● Text for analysis:
[Start of section]

Both HUD and Chicago's mortgage companies are frantically trying to forestall that possibility.

78,000 houses. Judge Will made his charges in a class suit against HUD, its officers, and mortgage bankers and lenders, by Mrs. Johnnie D. Brown, whose FHA mortgage was foreclosed in 1972.

Mrs. Brown, a mother of six who is still living in her $24,200 house, missed one monthly payment to the mortgage company because of a hospital stay, a loss of work and a delay in the delivery of her aid-to-dependent-children check. After notifying the company of the delay, Mrs. Brown made up her late payments and penalties but refused to pay $525 in legal fees. The company filed for default.

In denying a motion to dismiss HUD or its officials from the case the mortgage companies were dismissed-Judge Will blasted the department's handling of the entire mortgage-subsidy program. As of last April, the program had left HUD as the owner of 78,000 foreclosed houses-2,200 of them in Chicago. Another 5,000 foreclosures were then expected.

Warning. The judge pointed out that HUD has become by far the largest owner of abandoned slum buildings in the Chicago area, and he observed:

"If HUD had consciously and deliberately set out to frustrate the Congressional purpose and sabotage the (FHA) program, it could hardly have done so more effectively short of simply refusing to carry it out."

[End of section]

● Given entries:
[Start of section]

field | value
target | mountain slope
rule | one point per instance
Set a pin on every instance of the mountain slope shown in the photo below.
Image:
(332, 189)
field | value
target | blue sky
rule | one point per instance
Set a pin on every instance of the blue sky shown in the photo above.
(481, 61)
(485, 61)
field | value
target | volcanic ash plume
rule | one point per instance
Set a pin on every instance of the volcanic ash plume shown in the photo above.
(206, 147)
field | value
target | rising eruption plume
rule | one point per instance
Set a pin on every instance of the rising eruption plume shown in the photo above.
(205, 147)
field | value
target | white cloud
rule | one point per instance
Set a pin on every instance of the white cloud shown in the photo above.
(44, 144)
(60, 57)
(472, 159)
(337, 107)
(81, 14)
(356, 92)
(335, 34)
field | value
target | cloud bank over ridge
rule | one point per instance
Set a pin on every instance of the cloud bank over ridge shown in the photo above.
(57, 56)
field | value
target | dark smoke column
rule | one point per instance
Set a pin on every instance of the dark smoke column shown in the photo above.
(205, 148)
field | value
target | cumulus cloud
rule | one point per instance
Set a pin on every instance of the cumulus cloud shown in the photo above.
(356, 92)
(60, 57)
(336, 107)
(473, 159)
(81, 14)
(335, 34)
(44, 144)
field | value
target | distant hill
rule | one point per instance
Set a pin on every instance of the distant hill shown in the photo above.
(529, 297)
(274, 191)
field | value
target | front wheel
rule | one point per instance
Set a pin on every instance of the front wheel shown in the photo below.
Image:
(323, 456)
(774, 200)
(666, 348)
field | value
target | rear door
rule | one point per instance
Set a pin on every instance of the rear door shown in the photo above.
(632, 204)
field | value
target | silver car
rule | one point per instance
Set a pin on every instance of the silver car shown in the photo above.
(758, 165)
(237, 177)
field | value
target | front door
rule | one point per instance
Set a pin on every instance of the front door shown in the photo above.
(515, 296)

[End of section]

● Using the information:
- a) In the HUD foreclosure excerpt, what reasons are given for Mrs. Brown missing a monthly payment? List every one.
- b) Copy the HUD foreclosure excerpt word for word, between "Both HUD and" and "foreclosed in 1972.", inclusive.
- c) Carry on the HUD foreclosure excerpt from its final sentence.

● Response list:
- a)
- A hospital stay
- A loss of work
- A delay in the delivery of her aid-to-dependent-children check

- b)
Both HUD and Chicago's mortgage companies are frantically trying to forestall that possibility.

78,000 houses. Judge Will made his charges in a class suit against HUD, its officers, and mortgage bankers and lenders, by Mrs. Johnnie D. Brown, whose FHA mortgage was foreclosed in 1972.

- c)
The judge then warned that, if it is proved that HUD did not enforce its guidelines, the HUD policy constitutes "an abuse of discretion in violation of the National Housing Act." This abuse of discretion, he further cautions, is actionable.

Defense. At the hearing, HUD defended its policy of allowing mortgagees to make foreclosure decisions, subject only to HUD's suggested guidelines. But Judge Will said the existence of HUD's guidelines indicates that Congress intended that HUD protect those in "marginal financial circumstances" from being "thrust . . . into the marketplace." He said HUD apparently "believes its commitment is limited to assisting poor families in acquiring a mortgage but that the commitment somehow evaporates thereafter."

The department "has tragically misled thousands of low-income Americans," the judge said, by its failure to deal with "inevitable temporary crises such as illness (and) temporary unemployment."

Delays. The case will now go through months of a legal process called "discovery," during which the plaintiff's attorney will try to prove that HUD did violate its own guidelines.

Mrs. Brown's attorneys have added eight homeowners to the case and will add more. They may also appeal the judge's dismissal of the mortgage companies from the suit.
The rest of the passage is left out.